# Text excerpt
######
Hacker News new | ask | show | jobs
by Teever 402 days ago
If common culture is an effective substrate to communicate ideas as in we can use shared pop culture references to make metaphors to explain complex ideas then the common culture that large companies have ensnared in excessively long copyrights and trademarks to generate massive profits is a useful thing for an LLM that is designed to convey ideas to have embedded in it.

If I'm learning about kinematics maybe it would be more effective to have comparisons to Superman flying faster than a speeding bullet and no amount of dry textbooks and academic papers will make up for the lack of such a comparison.

This is especially relevant when we're talking about science-fiction which has served as the inspiration for many of the leading edge technologies that we use including stuff like LLMs and AI.

1 comments

Fair point, we use metaphor to explain and understand a variety of topics, and a lot of those metaphors are best understood through pop culture analogies.
######
# Supplied entries
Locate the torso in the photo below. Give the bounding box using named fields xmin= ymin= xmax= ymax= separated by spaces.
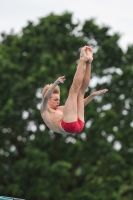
xmin=41 ymin=103 xmax=66 ymax=133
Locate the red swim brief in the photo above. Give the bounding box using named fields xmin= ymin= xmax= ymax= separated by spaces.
xmin=61 ymin=119 xmax=84 ymax=134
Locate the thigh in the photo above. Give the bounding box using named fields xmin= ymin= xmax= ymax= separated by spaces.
xmin=77 ymin=90 xmax=84 ymax=122
xmin=63 ymin=89 xmax=78 ymax=122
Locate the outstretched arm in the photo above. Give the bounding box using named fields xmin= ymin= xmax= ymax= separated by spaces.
xmin=42 ymin=76 xmax=65 ymax=111
xmin=84 ymin=89 xmax=108 ymax=106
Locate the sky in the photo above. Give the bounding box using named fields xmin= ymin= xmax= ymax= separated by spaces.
xmin=0 ymin=0 xmax=133 ymax=50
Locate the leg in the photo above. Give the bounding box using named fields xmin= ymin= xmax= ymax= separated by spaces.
xmin=77 ymin=49 xmax=93 ymax=122
xmin=63 ymin=46 xmax=88 ymax=122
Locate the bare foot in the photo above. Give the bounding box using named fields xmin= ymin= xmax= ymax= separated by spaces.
xmin=86 ymin=46 xmax=93 ymax=62
xmin=92 ymin=89 xmax=108 ymax=97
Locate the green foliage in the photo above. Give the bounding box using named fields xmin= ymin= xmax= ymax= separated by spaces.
xmin=0 ymin=13 xmax=133 ymax=200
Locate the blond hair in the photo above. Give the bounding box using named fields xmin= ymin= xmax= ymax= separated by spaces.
xmin=42 ymin=83 xmax=60 ymax=99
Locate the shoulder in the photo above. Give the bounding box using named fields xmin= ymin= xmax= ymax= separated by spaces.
xmin=40 ymin=101 xmax=49 ymax=113
xmin=59 ymin=106 xmax=64 ymax=111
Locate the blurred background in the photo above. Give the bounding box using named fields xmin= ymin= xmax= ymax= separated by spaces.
xmin=0 ymin=0 xmax=133 ymax=200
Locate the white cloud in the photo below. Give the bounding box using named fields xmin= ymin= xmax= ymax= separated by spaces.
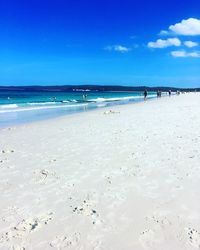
xmin=184 ymin=41 xmax=199 ymax=48
xmin=169 ymin=18 xmax=200 ymax=36
xmin=147 ymin=38 xmax=181 ymax=49
xmin=158 ymin=30 xmax=169 ymax=36
xmin=104 ymin=45 xmax=131 ymax=53
xmin=171 ymin=50 xmax=200 ymax=57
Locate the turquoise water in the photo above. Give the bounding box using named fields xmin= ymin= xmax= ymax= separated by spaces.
xmin=0 ymin=91 xmax=158 ymax=128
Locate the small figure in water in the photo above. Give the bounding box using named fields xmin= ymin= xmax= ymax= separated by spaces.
xmin=83 ymin=94 xmax=87 ymax=101
xmin=144 ymin=89 xmax=148 ymax=100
######
# Assigned task A
In the Hacker News thread about pop culture and LLMs, what comparison is suggested for learning about kinematics?
# Assigned task B
Please write the next reply in the Hacker News thread about pop culture and LLMs, following its last comment.
The records play no part in what comes next.

# Response A
Superman flying faster than a speeding bullet.

# Response B
A reasonable compromise then is that you can train an AI on Wikipedia, more-or-less. An AI trained this way will have a robust understanding of Superman, enough that it can communicate through metaphor, but it won't have the training data necessary to create a ton of infringing content about Superman (well, it won't be able to create good infringing content anyway. It'll probably have access to a lot of plot summaries but nothing that would help it make a particularly interesting Superman comic or video).

To me it seems like encyclopedias use copyrighted pop culture in a way that constitutes fair use, and so training on them seems fine as long as they consent to it.